In full and without alteration, give the listing again.

-------------------------

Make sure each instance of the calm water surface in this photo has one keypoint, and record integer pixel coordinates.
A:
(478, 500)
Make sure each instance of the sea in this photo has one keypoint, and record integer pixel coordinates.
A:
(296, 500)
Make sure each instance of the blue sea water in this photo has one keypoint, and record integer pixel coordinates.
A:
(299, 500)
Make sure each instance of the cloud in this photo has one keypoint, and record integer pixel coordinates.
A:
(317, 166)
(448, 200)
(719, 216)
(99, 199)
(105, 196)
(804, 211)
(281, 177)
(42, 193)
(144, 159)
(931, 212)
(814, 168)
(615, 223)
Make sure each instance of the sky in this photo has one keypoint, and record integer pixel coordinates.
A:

-------------------------

→ TASK OUTPUT:
Make sure each instance of the calm water surface in this photo has one keypoint, and record integer pixel coordinates.
A:
(478, 500)
Make sure each instance of the sea in this photo has one keypoint, and record integer pixel coordinates.
A:
(296, 500)
Make sure each instance of the blue sea water in this photo has one keypoint, and record integer pixel coordinates.
A:
(299, 500)
Make sure each instance of the cloud in this photo has one keypoint, and record integer pixel coordinates.
A:
(317, 166)
(448, 200)
(719, 216)
(99, 199)
(105, 196)
(804, 211)
(281, 177)
(42, 193)
(144, 159)
(931, 212)
(814, 168)
(615, 223)
Make sure each instance of the sky in this photo has one keypoint, and record integer pixel coordinates.
A:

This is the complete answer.